## WHAT IS NEEDED
Repeat, word for word, every line from the line holding "The pointer SHOULD return, for each instance of the sunset" through the final line of the entries below. Skip all pictures.

Point-based annotation data
┄┄┄┄┄┄

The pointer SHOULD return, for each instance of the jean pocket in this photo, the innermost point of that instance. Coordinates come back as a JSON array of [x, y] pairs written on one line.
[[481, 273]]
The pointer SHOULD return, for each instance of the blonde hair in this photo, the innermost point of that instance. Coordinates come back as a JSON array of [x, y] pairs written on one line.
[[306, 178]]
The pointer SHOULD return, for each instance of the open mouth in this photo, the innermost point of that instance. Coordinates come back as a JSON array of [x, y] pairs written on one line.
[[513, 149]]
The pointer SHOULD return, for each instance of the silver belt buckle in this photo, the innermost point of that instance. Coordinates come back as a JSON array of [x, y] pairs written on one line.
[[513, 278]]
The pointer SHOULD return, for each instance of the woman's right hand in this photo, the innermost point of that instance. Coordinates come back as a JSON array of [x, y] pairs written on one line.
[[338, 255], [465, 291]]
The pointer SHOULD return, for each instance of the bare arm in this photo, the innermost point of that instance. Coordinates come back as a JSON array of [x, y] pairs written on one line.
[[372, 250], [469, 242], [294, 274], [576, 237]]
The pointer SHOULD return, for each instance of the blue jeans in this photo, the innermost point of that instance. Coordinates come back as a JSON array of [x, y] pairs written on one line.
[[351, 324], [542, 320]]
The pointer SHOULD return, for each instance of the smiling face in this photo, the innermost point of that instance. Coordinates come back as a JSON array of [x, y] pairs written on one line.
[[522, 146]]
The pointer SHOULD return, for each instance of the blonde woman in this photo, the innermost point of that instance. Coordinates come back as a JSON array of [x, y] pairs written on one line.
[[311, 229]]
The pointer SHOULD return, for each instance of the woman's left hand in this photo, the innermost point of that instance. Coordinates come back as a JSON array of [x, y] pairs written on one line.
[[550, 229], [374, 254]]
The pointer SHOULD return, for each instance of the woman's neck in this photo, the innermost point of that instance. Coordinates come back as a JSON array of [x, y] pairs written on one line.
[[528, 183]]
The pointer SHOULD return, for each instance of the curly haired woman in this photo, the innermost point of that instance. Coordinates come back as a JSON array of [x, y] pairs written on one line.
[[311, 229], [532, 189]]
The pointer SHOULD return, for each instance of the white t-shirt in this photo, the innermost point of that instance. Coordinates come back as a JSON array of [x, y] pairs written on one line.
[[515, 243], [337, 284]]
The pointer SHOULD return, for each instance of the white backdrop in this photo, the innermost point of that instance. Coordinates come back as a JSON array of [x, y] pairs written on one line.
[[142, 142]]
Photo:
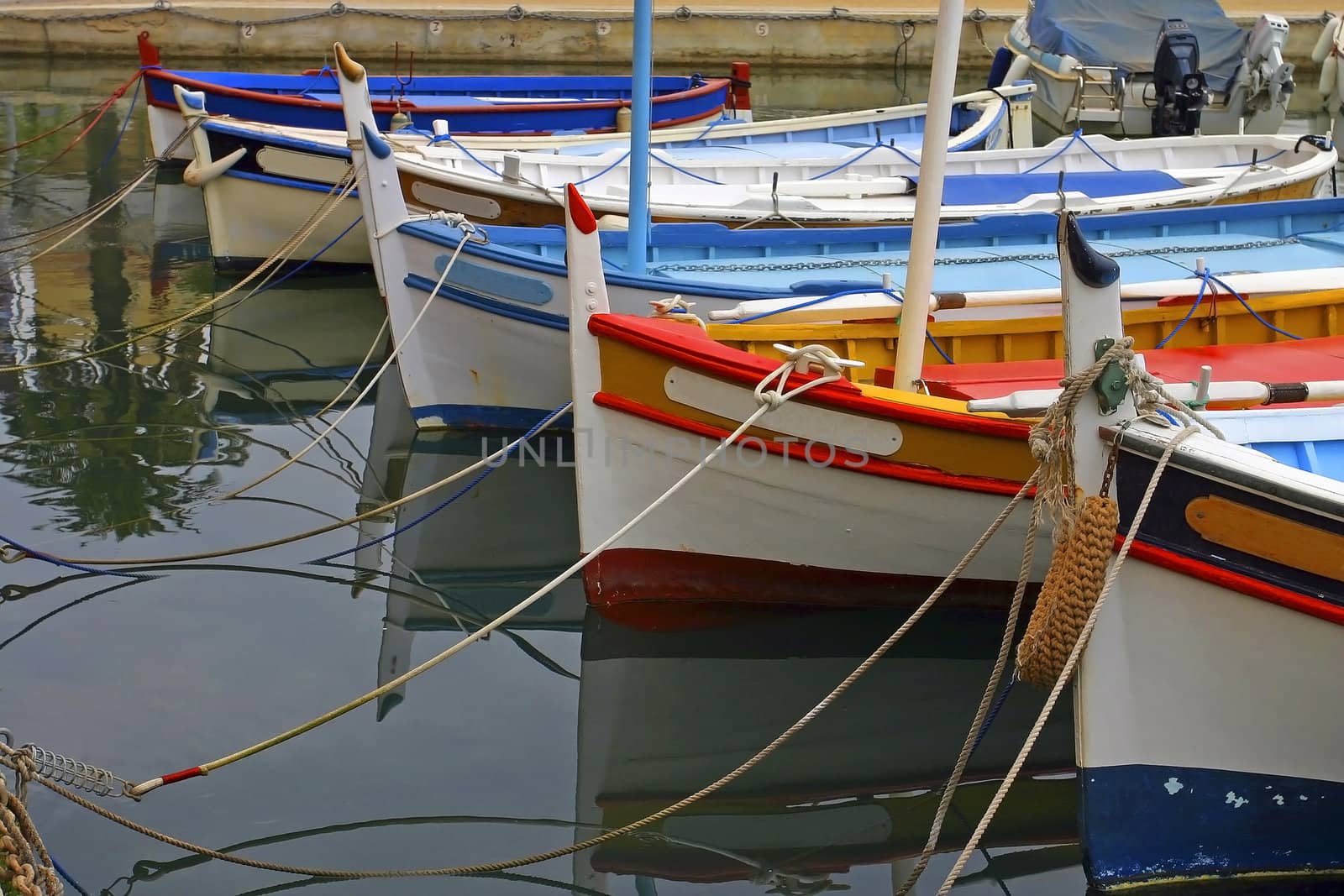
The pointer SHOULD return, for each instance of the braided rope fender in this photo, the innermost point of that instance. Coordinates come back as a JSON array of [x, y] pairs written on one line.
[[24, 862], [1068, 594]]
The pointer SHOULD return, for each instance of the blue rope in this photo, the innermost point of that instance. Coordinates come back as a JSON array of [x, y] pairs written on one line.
[[1077, 137], [1247, 305], [938, 348], [1200, 298], [77, 567], [121, 134], [817, 301], [324, 70], [712, 125], [994, 714], [689, 174], [66, 875], [490, 468], [311, 259]]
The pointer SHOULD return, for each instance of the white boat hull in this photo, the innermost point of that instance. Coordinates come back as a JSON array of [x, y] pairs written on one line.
[[250, 219], [1209, 743]]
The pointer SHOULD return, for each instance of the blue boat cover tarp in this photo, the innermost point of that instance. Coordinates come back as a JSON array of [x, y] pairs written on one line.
[[983, 190], [1105, 33]]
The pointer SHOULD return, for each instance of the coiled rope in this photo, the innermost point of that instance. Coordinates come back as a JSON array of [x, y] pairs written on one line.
[[1070, 664], [766, 403], [1052, 443], [26, 862]]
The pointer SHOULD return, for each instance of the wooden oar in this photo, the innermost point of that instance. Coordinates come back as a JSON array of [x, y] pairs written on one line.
[[869, 305], [1247, 392]]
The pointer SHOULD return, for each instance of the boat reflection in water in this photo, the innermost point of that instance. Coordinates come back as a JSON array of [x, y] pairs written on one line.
[[481, 553], [665, 712], [286, 352]]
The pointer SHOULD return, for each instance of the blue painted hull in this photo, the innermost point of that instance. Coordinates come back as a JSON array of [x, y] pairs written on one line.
[[1147, 824], [1007, 251], [470, 105]]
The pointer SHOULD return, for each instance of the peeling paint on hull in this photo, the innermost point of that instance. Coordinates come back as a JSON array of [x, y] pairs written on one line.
[[1139, 832]]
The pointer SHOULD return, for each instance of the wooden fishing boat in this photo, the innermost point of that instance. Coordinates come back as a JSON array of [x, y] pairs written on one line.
[[470, 103], [793, 183], [491, 348], [655, 396], [662, 714], [1202, 746], [1097, 67], [279, 176]]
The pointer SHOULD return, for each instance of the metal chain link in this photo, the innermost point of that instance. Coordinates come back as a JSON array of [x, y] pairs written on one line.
[[514, 13], [672, 268]]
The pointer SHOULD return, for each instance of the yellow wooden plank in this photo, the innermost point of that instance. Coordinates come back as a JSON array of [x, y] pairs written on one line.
[[1268, 537]]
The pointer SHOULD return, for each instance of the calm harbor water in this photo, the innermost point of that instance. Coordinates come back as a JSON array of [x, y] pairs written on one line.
[[550, 731]]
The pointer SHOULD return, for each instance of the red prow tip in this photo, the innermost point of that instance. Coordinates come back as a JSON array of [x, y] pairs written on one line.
[[741, 74], [580, 212], [148, 51]]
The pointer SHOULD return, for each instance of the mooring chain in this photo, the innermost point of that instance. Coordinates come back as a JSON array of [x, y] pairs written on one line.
[[26, 862]]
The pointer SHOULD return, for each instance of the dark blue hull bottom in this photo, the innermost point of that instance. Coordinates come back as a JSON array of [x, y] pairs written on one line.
[[1148, 824]]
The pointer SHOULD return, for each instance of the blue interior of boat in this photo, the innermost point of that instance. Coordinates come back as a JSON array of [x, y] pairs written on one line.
[[1011, 251], [429, 89], [902, 129], [1305, 438], [990, 190]]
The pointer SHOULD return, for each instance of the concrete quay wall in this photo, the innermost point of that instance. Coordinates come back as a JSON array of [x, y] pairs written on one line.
[[862, 33]]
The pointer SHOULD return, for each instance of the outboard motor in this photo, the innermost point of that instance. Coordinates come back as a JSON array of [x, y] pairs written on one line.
[[1270, 80], [1179, 86]]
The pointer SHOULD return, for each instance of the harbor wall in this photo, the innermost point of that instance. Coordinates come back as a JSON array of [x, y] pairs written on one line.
[[864, 33]]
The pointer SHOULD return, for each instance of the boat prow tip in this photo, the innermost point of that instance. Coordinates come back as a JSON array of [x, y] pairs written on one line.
[[349, 67], [192, 102], [578, 210]]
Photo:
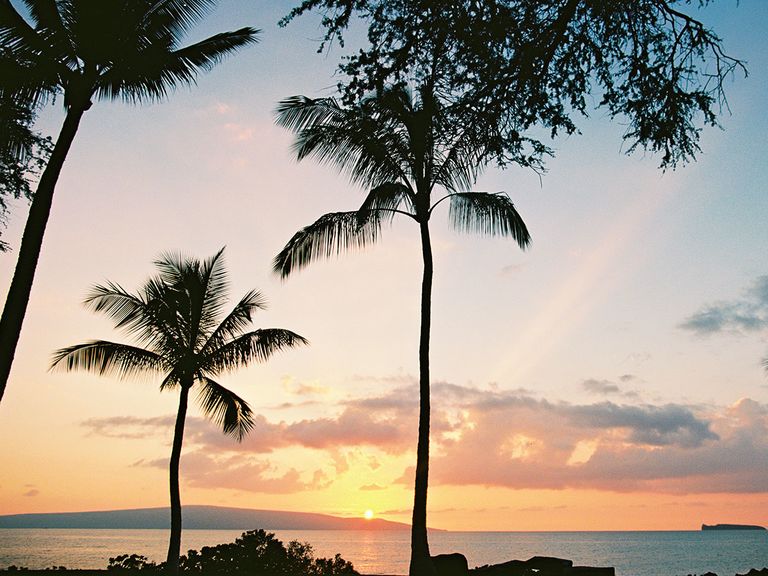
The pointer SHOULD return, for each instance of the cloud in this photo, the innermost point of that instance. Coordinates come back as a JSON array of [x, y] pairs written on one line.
[[129, 426], [31, 491], [242, 472], [489, 436], [670, 448], [600, 386], [747, 314], [371, 488]]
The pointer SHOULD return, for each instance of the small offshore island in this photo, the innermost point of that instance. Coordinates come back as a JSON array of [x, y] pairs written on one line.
[[731, 527]]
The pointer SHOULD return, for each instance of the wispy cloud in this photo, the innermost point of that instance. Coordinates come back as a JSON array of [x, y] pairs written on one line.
[[746, 314], [492, 437]]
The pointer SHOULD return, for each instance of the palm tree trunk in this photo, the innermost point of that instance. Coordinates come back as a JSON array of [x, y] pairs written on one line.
[[421, 563], [31, 243], [174, 546]]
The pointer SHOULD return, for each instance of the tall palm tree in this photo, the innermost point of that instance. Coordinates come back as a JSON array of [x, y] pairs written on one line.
[[175, 319], [401, 148], [125, 49]]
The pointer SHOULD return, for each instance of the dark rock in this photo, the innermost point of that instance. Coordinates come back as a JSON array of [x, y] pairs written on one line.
[[593, 571], [511, 568], [545, 566], [451, 564], [755, 572]]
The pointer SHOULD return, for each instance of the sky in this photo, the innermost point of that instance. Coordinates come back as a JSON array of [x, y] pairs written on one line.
[[608, 378]]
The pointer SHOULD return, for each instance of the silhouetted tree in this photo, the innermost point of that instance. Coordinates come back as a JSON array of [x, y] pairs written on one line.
[[176, 318], [516, 64], [515, 70], [402, 149], [125, 49]]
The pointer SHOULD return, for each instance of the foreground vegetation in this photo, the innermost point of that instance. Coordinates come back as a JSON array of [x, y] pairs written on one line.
[[254, 552]]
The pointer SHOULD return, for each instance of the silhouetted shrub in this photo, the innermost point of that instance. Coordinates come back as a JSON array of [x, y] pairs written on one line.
[[254, 552], [130, 563]]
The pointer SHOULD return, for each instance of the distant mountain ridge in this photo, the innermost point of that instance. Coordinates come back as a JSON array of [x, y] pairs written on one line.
[[197, 517]]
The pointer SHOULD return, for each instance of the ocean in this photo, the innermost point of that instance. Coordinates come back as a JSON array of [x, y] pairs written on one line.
[[670, 553]]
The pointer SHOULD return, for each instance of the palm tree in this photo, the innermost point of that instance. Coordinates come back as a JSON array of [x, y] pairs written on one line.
[[175, 319], [125, 49], [401, 149]]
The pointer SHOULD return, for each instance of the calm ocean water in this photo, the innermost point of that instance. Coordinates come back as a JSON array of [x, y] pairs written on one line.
[[632, 553]]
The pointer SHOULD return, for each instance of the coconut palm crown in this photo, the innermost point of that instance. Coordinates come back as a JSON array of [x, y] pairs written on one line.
[[176, 320], [127, 49], [402, 149]]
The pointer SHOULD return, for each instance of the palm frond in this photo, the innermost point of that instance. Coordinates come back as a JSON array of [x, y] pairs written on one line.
[[237, 320], [387, 198], [489, 214], [16, 35], [328, 235], [225, 408], [176, 17], [256, 346], [297, 113], [103, 357], [462, 161], [368, 148], [150, 73]]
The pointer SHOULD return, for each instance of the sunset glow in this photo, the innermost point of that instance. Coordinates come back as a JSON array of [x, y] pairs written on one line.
[[609, 377]]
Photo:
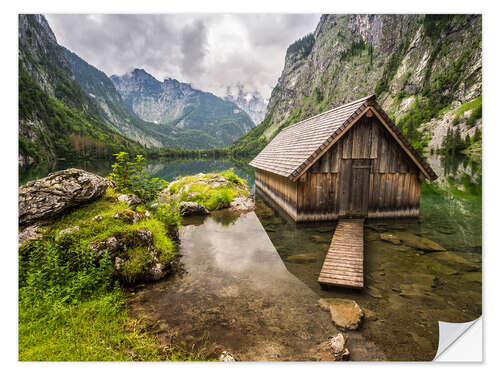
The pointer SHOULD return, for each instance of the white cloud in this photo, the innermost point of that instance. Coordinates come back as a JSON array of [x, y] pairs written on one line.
[[211, 51]]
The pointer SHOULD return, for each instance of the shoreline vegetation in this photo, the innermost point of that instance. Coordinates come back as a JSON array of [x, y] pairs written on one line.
[[73, 275]]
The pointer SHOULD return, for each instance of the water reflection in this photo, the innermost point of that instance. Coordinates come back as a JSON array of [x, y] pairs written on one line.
[[236, 288], [406, 290]]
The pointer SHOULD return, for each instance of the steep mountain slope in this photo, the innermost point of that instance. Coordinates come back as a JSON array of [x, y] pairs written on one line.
[[251, 103], [424, 69], [99, 87], [56, 118], [177, 104]]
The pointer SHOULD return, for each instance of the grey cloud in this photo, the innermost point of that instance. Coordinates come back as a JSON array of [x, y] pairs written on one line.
[[191, 48], [194, 48]]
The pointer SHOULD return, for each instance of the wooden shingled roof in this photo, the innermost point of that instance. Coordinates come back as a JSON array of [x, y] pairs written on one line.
[[298, 146]]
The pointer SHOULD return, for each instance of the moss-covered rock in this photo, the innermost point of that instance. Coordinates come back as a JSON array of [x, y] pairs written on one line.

┄┄┄┄┄┄

## RESPONSE FOR THIS EXERCISE
The pointer SHOULD return, for each instance of the sunset glow in this photo, the innermost point of that instance. Coordinates come back as a JSON array of [x, y] pairs written on one line.
[[609, 377]]
Photo:
The pointer SHOULD return, for each instance of the white cloud in this photo, the innermost point of that instance. Coordinates come back as a JSON array of [x, y] pairs written on one line.
[[211, 51]]
The pointer SHOULD return, for each instance of the shoreline vegetation in this photo, the innermost point of that instance. Coordinates come back as a JSON array of [x, y] pairs written on one line.
[[73, 275]]
The pointer SHOULD return, for each instance of the water reflection in this photo, the innermost point of that instance. Coordinates come back as a JSON array of [x, y] pairs written on one line.
[[236, 288], [406, 290]]
The pointer SHOULD return, for each instance of the steep mountain slope in this photo, the innermost point of that instance. Coordinates come back as a JSON array of [x, y] pairs written on one line.
[[251, 103], [424, 69], [99, 87], [56, 118], [177, 104]]
The pointer SHOULD return, for each instance of the grey cloud in this photo, the innermost point of that instance. Coordinates come back as a JSON array of [x, y] pairs written on one line.
[[191, 48], [194, 48]]
The pointer SHOULD return, for each instance of the wooden shingled roof in this photo, the innermost point of that instance. Coordinates come back as a JSON array of [x, y] pairs written on one line.
[[298, 146]]
The pointer SHOULD return, for each instance of the moss-covered rock in this photo, the innermost point of that instance. Coordinates come back as a JSON array of [x, y] pairs written on one line.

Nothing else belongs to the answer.